§ **Directive**: Rewrite the listing below with each "snug" changed to "tight" and nothing else altered.

'''

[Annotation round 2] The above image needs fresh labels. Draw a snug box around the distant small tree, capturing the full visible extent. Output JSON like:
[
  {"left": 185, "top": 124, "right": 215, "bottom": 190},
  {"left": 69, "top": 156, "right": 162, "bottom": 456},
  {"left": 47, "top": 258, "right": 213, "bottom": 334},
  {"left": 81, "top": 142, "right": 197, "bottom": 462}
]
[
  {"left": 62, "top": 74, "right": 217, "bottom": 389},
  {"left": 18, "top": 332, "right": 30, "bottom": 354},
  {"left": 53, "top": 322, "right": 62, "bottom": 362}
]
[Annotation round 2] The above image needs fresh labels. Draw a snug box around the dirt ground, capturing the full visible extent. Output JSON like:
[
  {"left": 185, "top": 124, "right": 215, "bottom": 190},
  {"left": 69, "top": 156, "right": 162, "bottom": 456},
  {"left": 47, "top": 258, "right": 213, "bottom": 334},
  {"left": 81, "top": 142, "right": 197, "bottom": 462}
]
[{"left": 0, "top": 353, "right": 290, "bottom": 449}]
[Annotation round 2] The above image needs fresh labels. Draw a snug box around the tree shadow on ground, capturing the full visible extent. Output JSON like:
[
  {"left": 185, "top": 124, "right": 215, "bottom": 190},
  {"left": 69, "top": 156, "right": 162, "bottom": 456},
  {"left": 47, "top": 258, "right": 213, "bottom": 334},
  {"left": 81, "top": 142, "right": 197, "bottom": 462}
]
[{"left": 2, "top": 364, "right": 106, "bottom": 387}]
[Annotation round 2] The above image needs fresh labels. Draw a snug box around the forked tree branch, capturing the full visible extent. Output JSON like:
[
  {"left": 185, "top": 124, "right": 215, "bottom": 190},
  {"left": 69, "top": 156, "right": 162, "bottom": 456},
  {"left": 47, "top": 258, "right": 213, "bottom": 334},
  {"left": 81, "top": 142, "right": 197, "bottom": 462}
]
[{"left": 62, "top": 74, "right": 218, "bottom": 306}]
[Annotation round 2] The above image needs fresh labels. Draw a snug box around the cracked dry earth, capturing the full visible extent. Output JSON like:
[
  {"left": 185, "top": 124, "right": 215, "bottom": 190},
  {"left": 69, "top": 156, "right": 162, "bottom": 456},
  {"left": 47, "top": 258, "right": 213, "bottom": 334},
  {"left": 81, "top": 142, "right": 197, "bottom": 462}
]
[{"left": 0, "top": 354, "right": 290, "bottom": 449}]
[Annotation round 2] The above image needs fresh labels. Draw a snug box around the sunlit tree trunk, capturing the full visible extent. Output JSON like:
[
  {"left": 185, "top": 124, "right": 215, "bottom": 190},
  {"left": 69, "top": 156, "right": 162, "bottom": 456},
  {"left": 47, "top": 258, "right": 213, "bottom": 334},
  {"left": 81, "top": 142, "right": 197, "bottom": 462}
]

'''

§ **Answer to this exercise**:
[Annotation round 2] The above image needs fresh labels. Draw a tight box around the distant small tree, capturing the full visible extent. Output JSON like:
[
  {"left": 185, "top": 124, "right": 215, "bottom": 190},
  {"left": 69, "top": 156, "right": 162, "bottom": 456},
  {"left": 47, "top": 258, "right": 213, "bottom": 334},
  {"left": 81, "top": 142, "right": 197, "bottom": 462}
]
[
  {"left": 62, "top": 74, "right": 217, "bottom": 389},
  {"left": 18, "top": 332, "right": 30, "bottom": 354},
  {"left": 53, "top": 322, "right": 62, "bottom": 362}
]
[Annotation round 2] The above image needs fresh labels. Draw a tight box around the dirt ground, capturing the full visible extent. Output JSON like:
[
  {"left": 185, "top": 124, "right": 215, "bottom": 190},
  {"left": 69, "top": 156, "right": 162, "bottom": 456},
  {"left": 47, "top": 258, "right": 213, "bottom": 334},
  {"left": 81, "top": 142, "right": 197, "bottom": 462}
]
[{"left": 0, "top": 353, "right": 290, "bottom": 449}]
[Annotation round 2] The above image needs fresh labels. Draw a tight box around the tree shadow on ground, capturing the full visible extent. Output JSON like:
[
  {"left": 185, "top": 124, "right": 215, "bottom": 190},
  {"left": 69, "top": 156, "right": 162, "bottom": 456},
  {"left": 47, "top": 258, "right": 213, "bottom": 334},
  {"left": 81, "top": 142, "right": 197, "bottom": 462}
]
[{"left": 2, "top": 364, "right": 106, "bottom": 387}]
[Annotation round 2] The above image needs fresh labels. Draw a tight box around the forked tree branch, capturing the full visible extent. Output JSON like:
[
  {"left": 185, "top": 124, "right": 215, "bottom": 190},
  {"left": 69, "top": 156, "right": 162, "bottom": 456},
  {"left": 47, "top": 258, "right": 213, "bottom": 334},
  {"left": 81, "top": 142, "right": 197, "bottom": 462}
]
[{"left": 62, "top": 74, "right": 218, "bottom": 306}]
[Annotation round 2] The above image needs fresh labels. Draw a tight box around the cracked dry earth, capturing the full visible extent. Output JSON like:
[
  {"left": 185, "top": 124, "right": 215, "bottom": 190},
  {"left": 69, "top": 156, "right": 162, "bottom": 456},
  {"left": 47, "top": 258, "right": 213, "bottom": 334},
  {"left": 81, "top": 142, "right": 197, "bottom": 462}
]
[{"left": 0, "top": 354, "right": 290, "bottom": 449}]
[Annotation round 2] The above image needs fresh labels. Draw a tight box around the sunlit tree trunk, capturing the full visible extent. Output JSON like:
[
  {"left": 185, "top": 124, "right": 215, "bottom": 190},
  {"left": 69, "top": 156, "right": 162, "bottom": 456},
  {"left": 47, "top": 258, "right": 213, "bottom": 334},
  {"left": 81, "top": 142, "right": 197, "bottom": 462}
]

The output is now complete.